PROBLEM TO SOLVE:
Please repeat each line of the data exactly, with nothing left out.
====== DATA PROVIDED ======
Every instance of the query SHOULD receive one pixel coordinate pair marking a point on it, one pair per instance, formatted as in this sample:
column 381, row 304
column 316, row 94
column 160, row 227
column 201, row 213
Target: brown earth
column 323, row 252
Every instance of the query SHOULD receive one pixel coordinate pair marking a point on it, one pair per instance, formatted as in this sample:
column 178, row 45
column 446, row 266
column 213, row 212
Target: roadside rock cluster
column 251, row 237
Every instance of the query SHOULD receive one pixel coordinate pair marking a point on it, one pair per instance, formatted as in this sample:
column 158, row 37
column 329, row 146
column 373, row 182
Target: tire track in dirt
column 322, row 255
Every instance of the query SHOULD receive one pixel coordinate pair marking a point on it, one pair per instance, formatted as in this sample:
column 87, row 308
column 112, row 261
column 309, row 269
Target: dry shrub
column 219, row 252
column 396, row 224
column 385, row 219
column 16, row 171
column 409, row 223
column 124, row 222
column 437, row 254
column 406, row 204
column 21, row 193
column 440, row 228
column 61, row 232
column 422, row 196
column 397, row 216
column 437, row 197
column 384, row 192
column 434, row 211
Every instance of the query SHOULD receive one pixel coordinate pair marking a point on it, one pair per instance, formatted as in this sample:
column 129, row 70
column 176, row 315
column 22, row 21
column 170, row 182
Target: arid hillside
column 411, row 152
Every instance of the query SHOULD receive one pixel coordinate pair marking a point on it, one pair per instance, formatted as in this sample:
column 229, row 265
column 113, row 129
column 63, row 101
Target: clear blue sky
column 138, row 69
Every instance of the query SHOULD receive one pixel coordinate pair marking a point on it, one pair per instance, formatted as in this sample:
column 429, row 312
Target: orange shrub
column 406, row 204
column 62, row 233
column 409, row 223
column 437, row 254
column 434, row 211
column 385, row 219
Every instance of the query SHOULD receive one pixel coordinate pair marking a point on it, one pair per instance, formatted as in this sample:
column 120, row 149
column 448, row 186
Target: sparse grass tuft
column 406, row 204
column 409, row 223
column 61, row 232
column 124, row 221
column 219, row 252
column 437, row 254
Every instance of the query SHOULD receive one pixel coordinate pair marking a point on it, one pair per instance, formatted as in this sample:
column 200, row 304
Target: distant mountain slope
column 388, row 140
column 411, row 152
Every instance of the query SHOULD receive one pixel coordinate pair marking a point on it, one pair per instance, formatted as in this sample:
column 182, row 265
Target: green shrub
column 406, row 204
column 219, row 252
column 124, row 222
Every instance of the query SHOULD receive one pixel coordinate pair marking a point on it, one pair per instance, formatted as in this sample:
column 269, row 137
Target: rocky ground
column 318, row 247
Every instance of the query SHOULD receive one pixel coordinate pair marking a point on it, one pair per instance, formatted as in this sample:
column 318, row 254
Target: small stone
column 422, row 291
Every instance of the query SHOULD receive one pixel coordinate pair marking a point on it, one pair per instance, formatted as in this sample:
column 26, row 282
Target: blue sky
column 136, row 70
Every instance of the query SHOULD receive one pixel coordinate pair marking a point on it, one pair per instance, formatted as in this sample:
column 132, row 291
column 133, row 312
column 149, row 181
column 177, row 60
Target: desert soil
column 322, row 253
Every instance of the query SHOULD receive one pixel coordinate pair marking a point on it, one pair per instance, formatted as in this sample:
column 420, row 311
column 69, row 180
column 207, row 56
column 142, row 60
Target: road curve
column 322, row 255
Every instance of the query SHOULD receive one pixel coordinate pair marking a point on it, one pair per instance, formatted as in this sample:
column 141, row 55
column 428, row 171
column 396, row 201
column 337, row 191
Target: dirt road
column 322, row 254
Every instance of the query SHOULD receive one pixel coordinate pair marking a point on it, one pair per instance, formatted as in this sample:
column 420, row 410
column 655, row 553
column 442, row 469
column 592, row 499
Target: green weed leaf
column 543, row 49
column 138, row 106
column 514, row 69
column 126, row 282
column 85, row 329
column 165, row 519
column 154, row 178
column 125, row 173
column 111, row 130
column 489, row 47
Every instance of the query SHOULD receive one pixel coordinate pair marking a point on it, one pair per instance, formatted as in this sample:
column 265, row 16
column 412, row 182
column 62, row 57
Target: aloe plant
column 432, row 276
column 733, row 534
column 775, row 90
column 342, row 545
======
RESULT:
Every instance of the query SHOULD receive one pixel coordinate pair marking a point on it, one pair per instance, formatted as in this sample:
column 381, row 304
column 316, row 94
column 160, row 227
column 201, row 213
Target: brown earth
column 323, row 252
Every instance of the query SHOULD receive one pixel coordinate pair marking a point on it, one pair per instance, formatted as in this sample:
column 178, row 45
column 446, row 266
column 213, row 212
Target: roadside rock cluster
column 251, row 237
Every instance of the query SHOULD receive one pixel coordinate pair marking a point on it, one pair per instance, formatted as in this sample:
column 158, row 37
column 329, row 146
column 373, row 182
Target: tire track in dirt
column 322, row 255
Every instance of the query SHOULD receive one pixel coordinate pair marking a point on it, one pair per instance, formatted as in this sample:
column 87, row 308
column 112, row 261
column 309, row 269
Target: dry shrub
column 219, row 252
column 396, row 224
column 385, row 219
column 16, row 171
column 409, row 223
column 124, row 222
column 437, row 254
column 406, row 204
column 21, row 193
column 440, row 228
column 61, row 232
column 422, row 196
column 397, row 216
column 437, row 197
column 384, row 192
column 434, row 211
Every instance of the query SHOULD receive one pixel coordinate pair marking a point on it, one pair per instance, formatted as in this sample:
column 129, row 70
column 176, row 315
column 22, row 21
column 170, row 182
Target: arid hillside
column 411, row 152
Every instance of the query SHOULD receive one pixel coordinate pair marking a point on it, one pair per instance, formatted as in this sample:
column 229, row 265
column 113, row 129
column 63, row 101
Target: clear blue sky
column 138, row 69
Every instance of the query SHOULD receive one pixel coordinate pair marking a point on it, one pair per instance, formatted as in this sample:
column 429, row 312
Target: orange shrub
column 406, row 204
column 62, row 233
column 409, row 223
column 437, row 254
column 434, row 211
column 385, row 219
Every instance of the query SHOULD receive one pixel coordinate pair marking a point on it, one pair per instance, formatted as in this sample:
column 120, row 149
column 448, row 186
Target: sparse grass tuft
column 406, row 204
column 409, row 223
column 61, row 232
column 124, row 221
column 219, row 252
column 437, row 254
Every instance of the query SHOULD receive one pixel coordinate pair marking a point on it, one pair per instance, formatted as in this sample:
column 200, row 304
Target: distant mountain slope
column 388, row 140
column 411, row 152
Every instance of the query SHOULD receive one pixel coordinate pair marking a point on it, one pair per instance, formatted as in this sample:
column 182, row 265
Target: green shrub
column 406, row 204
column 219, row 252
column 124, row 222
Every instance of the query SHOULD receive one pixel coordinate pair marking a point on it, one pair per instance, formatted as in this sample:
column 269, row 137
Target: rocky ground
column 318, row 247
Every instance of the query SHOULD receive one pixel coordinate pair marking a point on it, one pair per instance, formatted as in this sample:
column 318, row 254
Target: small stone
column 422, row 291
Every instance of the query SHOULD receive one pixel coordinate pair marking a point on it, one pair per instance, formatted as in this sample:
column 26, row 282
Target: blue sky
column 136, row 70
Every instance of the query SHOULD receive one pixel coordinate pair marking a point on it, one pair per instance, formatted as in this sample:
column 132, row 291
column 133, row 312
column 149, row 181
column 177, row 60
Target: desert soil
column 322, row 253
Every instance of the query SHOULD receive one pixel coordinate pair marking a point on it, one pair per instance, formatted as in this sample:
column 420, row 311
column 69, row 180
column 207, row 56
column 142, row 60
Target: road curve
column 322, row 255
Every instance of the query SHOULD receive one pixel coordinate pair marking a point on it, one pair per instance, formatted as in this sample:
column 141, row 55
column 428, row 171
column 396, row 201
column 337, row 191
Target: dirt road
column 322, row 254
Every instance of the query SHOULD receive one pixel coordinate pair marking a point on it, one pair per instance, formatted as in this sample:
column 420, row 410
column 655, row 553
column 442, row 469
column 592, row 499
Target: green weed leaf
column 543, row 49
column 138, row 106
column 514, row 69
column 126, row 282
column 85, row 329
column 165, row 519
column 154, row 178
column 125, row 173
column 111, row 130
column 489, row 47
Every instance of the query SHOULD receive one pixel coordinate pair marking a point on it, one pair per instance, formatted as in this sample:
column 265, row 16
column 412, row 182
column 62, row 57
Target: aloe plant
column 432, row 276
column 733, row 534
column 775, row 90
column 342, row 545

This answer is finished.